* **MATERIAL FOR THIS EXERCISE**
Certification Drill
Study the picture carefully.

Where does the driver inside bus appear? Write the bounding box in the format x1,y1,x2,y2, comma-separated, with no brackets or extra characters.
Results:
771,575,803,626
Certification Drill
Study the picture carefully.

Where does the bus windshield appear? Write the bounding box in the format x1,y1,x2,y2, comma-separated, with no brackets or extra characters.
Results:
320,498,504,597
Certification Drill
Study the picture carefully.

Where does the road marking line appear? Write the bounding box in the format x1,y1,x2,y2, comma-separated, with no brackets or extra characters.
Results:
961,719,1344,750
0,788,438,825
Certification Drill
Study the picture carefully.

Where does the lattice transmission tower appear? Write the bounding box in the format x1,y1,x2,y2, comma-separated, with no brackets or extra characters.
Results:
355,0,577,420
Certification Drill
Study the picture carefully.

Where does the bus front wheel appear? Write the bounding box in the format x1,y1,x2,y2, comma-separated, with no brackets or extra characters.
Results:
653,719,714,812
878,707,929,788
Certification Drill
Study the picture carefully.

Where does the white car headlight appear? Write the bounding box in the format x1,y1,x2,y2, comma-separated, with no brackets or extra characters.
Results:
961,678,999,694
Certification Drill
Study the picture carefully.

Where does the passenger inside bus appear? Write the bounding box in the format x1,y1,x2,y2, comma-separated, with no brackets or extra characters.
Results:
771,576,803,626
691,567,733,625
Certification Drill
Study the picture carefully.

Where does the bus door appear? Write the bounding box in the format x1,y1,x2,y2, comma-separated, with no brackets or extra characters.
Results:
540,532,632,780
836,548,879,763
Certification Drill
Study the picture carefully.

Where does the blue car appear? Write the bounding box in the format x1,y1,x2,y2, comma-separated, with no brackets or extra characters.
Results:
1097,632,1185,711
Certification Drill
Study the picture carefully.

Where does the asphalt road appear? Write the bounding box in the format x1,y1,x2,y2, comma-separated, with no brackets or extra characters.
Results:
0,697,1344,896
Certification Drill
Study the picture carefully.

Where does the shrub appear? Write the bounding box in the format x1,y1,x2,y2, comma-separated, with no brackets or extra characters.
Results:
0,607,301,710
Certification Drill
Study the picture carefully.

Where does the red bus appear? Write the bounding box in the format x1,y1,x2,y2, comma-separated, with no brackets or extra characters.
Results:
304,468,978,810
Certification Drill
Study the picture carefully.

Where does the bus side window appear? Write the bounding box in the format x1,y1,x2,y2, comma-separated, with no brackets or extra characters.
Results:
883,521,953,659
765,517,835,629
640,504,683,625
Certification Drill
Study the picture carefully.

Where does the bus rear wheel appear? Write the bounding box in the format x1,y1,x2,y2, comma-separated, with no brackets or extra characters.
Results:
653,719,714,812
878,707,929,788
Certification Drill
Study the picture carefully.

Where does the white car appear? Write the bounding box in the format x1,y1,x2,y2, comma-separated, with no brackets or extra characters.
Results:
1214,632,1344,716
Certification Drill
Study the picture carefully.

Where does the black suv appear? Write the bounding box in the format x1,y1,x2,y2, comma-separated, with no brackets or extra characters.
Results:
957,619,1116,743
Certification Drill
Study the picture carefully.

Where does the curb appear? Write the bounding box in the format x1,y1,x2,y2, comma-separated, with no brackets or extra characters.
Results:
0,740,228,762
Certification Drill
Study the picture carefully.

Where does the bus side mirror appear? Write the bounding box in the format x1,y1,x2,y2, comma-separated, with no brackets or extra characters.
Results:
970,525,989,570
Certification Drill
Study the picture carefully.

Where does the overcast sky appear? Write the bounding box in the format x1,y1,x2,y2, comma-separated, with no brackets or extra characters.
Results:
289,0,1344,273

* **REQUIRED WORK**
Show every line of the listing above that contains the word "white".

* **EXERCISE ANSWER**
Where does the white car headlight appear? Write the bounding box in the format x1,y1,x2,y2, comma-separated, with no brackets or extra characters.
Where does the white car appear? Write the bounding box in the format x1,y1,x2,y2, comma-separated, with no brackets or extra characters.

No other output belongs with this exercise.